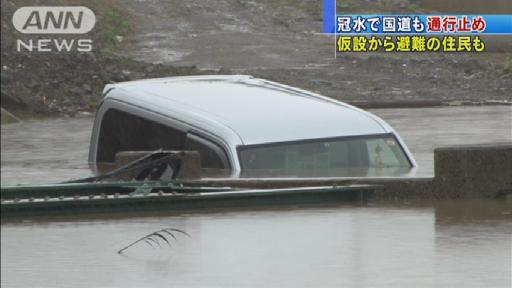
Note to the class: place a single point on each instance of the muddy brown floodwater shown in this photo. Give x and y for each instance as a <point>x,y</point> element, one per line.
<point>464,243</point>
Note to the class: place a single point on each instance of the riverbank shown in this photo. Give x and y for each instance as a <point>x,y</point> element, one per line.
<point>275,40</point>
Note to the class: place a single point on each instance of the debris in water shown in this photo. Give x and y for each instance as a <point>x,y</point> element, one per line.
<point>156,237</point>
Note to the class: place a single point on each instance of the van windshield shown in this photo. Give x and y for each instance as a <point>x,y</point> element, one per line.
<point>375,155</point>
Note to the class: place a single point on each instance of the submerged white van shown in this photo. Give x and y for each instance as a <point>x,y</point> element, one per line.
<point>248,127</point>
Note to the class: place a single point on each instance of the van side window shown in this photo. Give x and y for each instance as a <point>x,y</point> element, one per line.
<point>122,131</point>
<point>212,155</point>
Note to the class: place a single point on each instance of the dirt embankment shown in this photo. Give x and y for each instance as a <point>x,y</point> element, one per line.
<point>277,40</point>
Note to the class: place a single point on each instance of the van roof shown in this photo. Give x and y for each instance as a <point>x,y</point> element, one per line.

:: What to work on ::
Copy exactly the lines from the one containing "of the debris" through the last line of the records, both included, and nothing else.

:: Result of the task ::
Note to the class: place a single point on each instance of the debris in water shown in this photo. Give x and y for each instance as a <point>x,y</point> element, one per line.
<point>156,237</point>
Note to the class: place a single point on each instance of the van windshield shown in this photo. Give x and y for each instance as a <point>x,y</point> element, one per line.
<point>375,155</point>
Note to the class: place a single point on each instance of the submerged white van shown in this photo. Give x and y for each instance as a <point>x,y</point> element, one per line.
<point>248,127</point>
Note to the class: place a single point on each instance of the van side window shown in this photo. Give x and y for each instance as a <point>x,y</point> element, one per line.
<point>122,131</point>
<point>212,155</point>
Note to the class: place a single point on each instance of the dirt embankment shown in this photo. Give x and y for each instance as a <point>x,y</point> element, one per line.
<point>277,40</point>
Note to the class: place a single point on each instance of the van roof shown in this photo. Give x and y for each instance as a <point>x,y</point> element, one per line.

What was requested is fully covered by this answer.